**Recorded data:**
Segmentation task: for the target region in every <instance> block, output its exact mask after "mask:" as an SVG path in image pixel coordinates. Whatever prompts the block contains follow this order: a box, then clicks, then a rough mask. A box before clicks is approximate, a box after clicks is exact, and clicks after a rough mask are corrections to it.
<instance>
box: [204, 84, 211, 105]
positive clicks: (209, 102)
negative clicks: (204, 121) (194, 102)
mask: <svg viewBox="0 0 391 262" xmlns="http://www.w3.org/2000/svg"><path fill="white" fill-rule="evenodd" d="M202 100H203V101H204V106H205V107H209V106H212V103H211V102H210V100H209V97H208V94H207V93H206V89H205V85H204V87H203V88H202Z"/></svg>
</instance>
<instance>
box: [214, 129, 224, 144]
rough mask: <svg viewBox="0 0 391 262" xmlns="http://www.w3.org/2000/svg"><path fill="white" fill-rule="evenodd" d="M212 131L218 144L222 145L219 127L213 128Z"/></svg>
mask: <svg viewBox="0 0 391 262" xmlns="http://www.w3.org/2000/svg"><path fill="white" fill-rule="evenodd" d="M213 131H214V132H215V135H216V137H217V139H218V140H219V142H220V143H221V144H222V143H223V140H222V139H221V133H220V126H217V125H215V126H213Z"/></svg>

**Try it:**
The answer consists of every entry, returned exactly.

**Answer:**
Segmentation task: for the target region in every <instance> block, output its exact mask after "mask:" as an SVG path in image pixel coordinates. Whatever prompts the block contains follow this order: a box, then clicks, then a rough mask. A box before clicks is approximate, a box after clicks is exact, and clicks after a rough mask are corrections to it.
<instance>
box: [204, 84, 211, 105]
positive clicks: (209, 102)
negative clicks: (204, 121) (194, 102)
mask: <svg viewBox="0 0 391 262" xmlns="http://www.w3.org/2000/svg"><path fill="white" fill-rule="evenodd" d="M202 100H203V101H204V106H205V107H209V106H212V103H211V102H210V100H209V97H208V94H207V93H206V89H205V85H204V87H203V88H202Z"/></svg>
</instance>
<instance>
box: [214, 129, 224, 144]
rough mask: <svg viewBox="0 0 391 262" xmlns="http://www.w3.org/2000/svg"><path fill="white" fill-rule="evenodd" d="M212 131L218 144L222 145L219 127L213 128Z"/></svg>
mask: <svg viewBox="0 0 391 262" xmlns="http://www.w3.org/2000/svg"><path fill="white" fill-rule="evenodd" d="M213 131H214V132H215V135H216V137H217V139H218V140H219V142H220V143H221V144H222V143H223V140H222V139H221V133H220V126H217V125H215V126H213Z"/></svg>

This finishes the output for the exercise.